* start DATA FOR THIS TASK *

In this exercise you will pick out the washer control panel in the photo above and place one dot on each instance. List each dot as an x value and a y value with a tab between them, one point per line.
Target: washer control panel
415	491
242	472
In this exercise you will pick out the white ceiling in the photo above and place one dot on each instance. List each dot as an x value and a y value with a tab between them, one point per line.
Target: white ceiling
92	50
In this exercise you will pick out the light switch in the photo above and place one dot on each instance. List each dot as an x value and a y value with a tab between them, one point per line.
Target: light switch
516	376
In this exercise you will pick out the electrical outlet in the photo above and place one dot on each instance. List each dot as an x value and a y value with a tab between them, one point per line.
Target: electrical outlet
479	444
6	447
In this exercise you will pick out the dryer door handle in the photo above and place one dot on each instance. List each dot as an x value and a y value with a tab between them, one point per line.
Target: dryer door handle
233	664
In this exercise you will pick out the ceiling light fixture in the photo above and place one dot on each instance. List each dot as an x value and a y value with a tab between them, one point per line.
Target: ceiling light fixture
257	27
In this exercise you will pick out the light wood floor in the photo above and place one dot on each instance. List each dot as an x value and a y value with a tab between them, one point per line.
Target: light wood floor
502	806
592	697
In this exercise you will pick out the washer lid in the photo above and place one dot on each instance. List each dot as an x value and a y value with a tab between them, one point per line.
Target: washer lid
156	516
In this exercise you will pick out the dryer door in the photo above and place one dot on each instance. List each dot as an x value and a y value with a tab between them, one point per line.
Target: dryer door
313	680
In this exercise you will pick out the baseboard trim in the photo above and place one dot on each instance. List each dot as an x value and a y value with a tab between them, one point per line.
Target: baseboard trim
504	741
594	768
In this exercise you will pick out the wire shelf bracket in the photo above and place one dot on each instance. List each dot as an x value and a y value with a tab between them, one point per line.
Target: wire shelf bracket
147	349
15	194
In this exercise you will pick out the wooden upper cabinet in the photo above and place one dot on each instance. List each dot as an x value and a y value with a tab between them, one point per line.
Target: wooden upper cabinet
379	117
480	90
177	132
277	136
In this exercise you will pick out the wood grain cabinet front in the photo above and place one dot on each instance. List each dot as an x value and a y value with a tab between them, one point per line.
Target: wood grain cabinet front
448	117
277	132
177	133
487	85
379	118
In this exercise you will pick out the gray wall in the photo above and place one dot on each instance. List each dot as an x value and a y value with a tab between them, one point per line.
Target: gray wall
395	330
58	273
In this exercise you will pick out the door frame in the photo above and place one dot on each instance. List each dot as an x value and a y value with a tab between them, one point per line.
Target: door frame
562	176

* end DATA FOR THIS TASK *

## SET PROBLEM
Retype all of the material above with every character intact.

## WRITTEN RESPONSE
In this exercise you will pick out the washer control panel in the photo above and place one dot on each instance. List each dot as an x value and a y value with a tab between them, one point per line.
Target: washer control panel
415	491
242	472
In this exercise you will pick out the white ceiling in the photo above and place one dot on each instance. List each dot as an x value and a y value with a tab between them, one point per line.
Target: white ceiling
92	50
In this exercise you will pick out the light switch in the photo above and place one dot on each instance. List each dot as an x value and a y value with a tab between them, one point per line.
Target: light switch
516	376
In this exercise you will pick out the electrical outlet in the photo above and place one dot on each instance. List each dot as an x value and a y value with a tab between them, one point per line.
Target: electrical outlet
479	444
6	447
In this exercise you will pick out the dryer door handle in the photo above and place one dot on each instance. List each dot as an x value and a y value with a tab between them, one point per line.
Target: dryer door handle
233	664
In this exercise you will pick out the ceiling light fixture in the photo above and place one dot on each instance. List each dot as an x value and a y value with a tab between them, one point per line.
Target: ceiling light fixture
257	27
In this exercise you will pick out the light wood floor in the photo above and place one dot on each instance. List each dot as an x value and a y value with a tab between them, one point per line.
Target: light wood floor
502	806
592	697
In this exercise you will pick out the washer lid in the photo above and place one dot on each instance. List each dot as an x value and a y value with a tab between them, one point per line.
Target: washer lid
156	516
In this exercise you will pick out the dryer door in the photo above and place one dot on each instance. List each dot as an x value and a y value with a tab between them, one point per line.
Target: dryer door
313	680
In this exercise you will pick out the baseboard trim in the photo above and place one dot on each instance. List each dot as an x value and a y value with a tab between them, one point per line.
Target: baseboard trim
504	741
594	768
In this exercise you will pick out the wire shelf bracket in the photo above and place one dot on each instance. List each dot as an x value and a y value with a tab between them, one point per line.
Target: wire shelf bracket
147	349
15	194
In this exercise you will pick out the wooden upper cabinet in the photo above and place one dot on each instance. List each dot as an x value and a y value with a tab between them, one point per line.
Target: wooden upper cabinet
379	117
480	90
177	132
277	136
In this exercise you will pick out the wood grain cabinet front in the photo above and place one dot on each instance. List each dot as an x value and a y value with a tab between them, one point per line.
Target: wood grain cabinet front
448	117
277	132
177	133
487	85
379	118
In this exercise you will pick out the gray wall in the photo above and place one dot on each instance. List each dot as an x value and a y value with a tab between them, one point per line.
Target: gray wall
395	330
58	273
In this exercise you will pick out the door frame in the photo above and place one dot on each instance. List each dot as an x value and a y value with a tab between them, one point per line.
Target: door frame
562	176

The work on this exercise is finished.